■ Vorliegender Text
==========

Cusack ist einer von rund 250 Forscherinnen und Forschern, die sich diese Woche in der Aula des UZH-Hauptgebäudes über die neusten Trends und Techniken in der Strukturbiologie ausgetauscht haben. Aus aller Welt sind führende Strukturbiologen und -biologinnen zum Symposium des «Zurich Center for Structural Biology» angereist. Das grosse Interesse freute besonders Andreas Plückthun, Professor am Biochemischen Institut der UZH, und zusammen mit Professor Nenad Ban von der ETH Zürich Ko-Organisator des Symposiums. Ban ist im übrigen soeben mit dem  Ernst-Jung-Preis für Medizin ausgezeichnet worden, zusammen mit dem Göttinger Neurowissenschaftler Tobias Moser.

Zerlegung in die Einzelteile

Die Funktion ergibt sich aus der Form. Der abgewandelte Leitsatz aus der Architektur - die Form folgt der Funktion - beschreibt ziemlich genau, was Strukturbiologen tun. «Wir versuchen durch die Analyse der dreidimensionalen atomaren Struktur abzuleiten, wie Biomoleküle funktionieren», sagt Andreas Plückthun.

Die Strukturbiologie ist sozusagen das Gegenstück zur Systembiologie, die dynamische Vorgänge in einer Zelle über zigtausende von Proteinen und anderen Biomolekülen erfasst und die Netzwerke sichtbar macht – aber über die einzelnen Komponenten nur wenig in Erfahrung bringen kann. Bei der Stukturbiologie geht es im Unterschied dazu um einzelne Moleküle oder Molekülverbände, die bis in alle Details zerlegt und erforscht werden.

Mit der Aufklärung der DNA-Doppelhelix 1953 ist die wohl berühmteste biologische Struktur bereits vor 64 Jahren entdeckt worden. Diese Jahrhundert-Entdeckung hat den Forschern Francis Crick, James Watson und Maurice Wilkins 1962 einen der bekanntesten Nobelpreise eingebracht. Aber noch immer arbeiten Strukturbiologen an den verschiedenen Biomolekülen, welche diese DNA in unseren Zellen verpacken und darüber entscheiden, ob einzelne Gene abgelesen und aktiviert werden können. «Je genauer man hinschaut, desto komplexer wird das Bild», sagt Andreas Plückthun. «Wir sehen in vielen Fällen noch immer kaum mehr als die Spitze des Eisberges», sagt der Wissenschaftler.

==========

■ Datenauszug
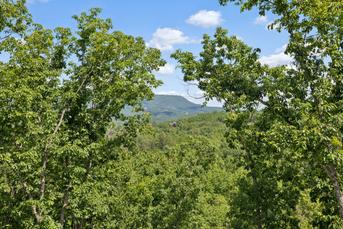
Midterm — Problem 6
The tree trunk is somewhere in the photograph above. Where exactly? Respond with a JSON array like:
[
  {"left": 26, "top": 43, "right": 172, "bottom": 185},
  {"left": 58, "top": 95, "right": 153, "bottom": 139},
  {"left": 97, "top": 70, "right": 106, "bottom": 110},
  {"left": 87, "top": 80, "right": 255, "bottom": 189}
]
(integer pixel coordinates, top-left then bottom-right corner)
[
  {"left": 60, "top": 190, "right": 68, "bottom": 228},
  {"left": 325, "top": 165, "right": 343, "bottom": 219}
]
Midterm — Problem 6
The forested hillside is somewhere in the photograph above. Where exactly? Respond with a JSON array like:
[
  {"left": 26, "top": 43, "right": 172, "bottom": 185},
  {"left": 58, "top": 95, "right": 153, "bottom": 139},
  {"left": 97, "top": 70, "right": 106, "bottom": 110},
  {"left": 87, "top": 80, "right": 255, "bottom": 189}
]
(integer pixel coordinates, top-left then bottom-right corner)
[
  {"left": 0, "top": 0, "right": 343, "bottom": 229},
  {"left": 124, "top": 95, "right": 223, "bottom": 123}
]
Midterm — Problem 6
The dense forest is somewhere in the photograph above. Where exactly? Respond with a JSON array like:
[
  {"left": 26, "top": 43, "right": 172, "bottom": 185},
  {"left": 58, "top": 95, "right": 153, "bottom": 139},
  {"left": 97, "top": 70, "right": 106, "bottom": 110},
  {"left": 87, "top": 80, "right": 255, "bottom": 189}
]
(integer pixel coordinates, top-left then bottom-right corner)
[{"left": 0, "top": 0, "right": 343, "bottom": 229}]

==========

■ Ziel der Aufgabe
Prüfe, ob die drei Aussagen mit dem Text über das Strukturbiologie-Symposium übereinstimmen, und beantworte jede mit Ja oder Nein samt den entscheidenden Worten des Textes als wörtlichem Zitat. 1. Rund 250 Forschende tauschten sich in der Aula des UZH-Hauptgebäudes aus. 2. Nenad Ban ist Professor an der UZH. 3. Die DNA-Doppelhelix wurde 1962 aufgeklärt. Das Material hat mit dem Text inhaltlich nichts zu tun.

■ Antwort
1. Ja: „rund 250 Forscherinnen und Forschern, die sich diese Woche in der Aula des UZH-Hauptgebäudes“
2. Nein: „Professor Nenad Ban von der ETH Zürich“
3. Nein: „Mit der Aufklärung der DNA-Doppelhelix 1953“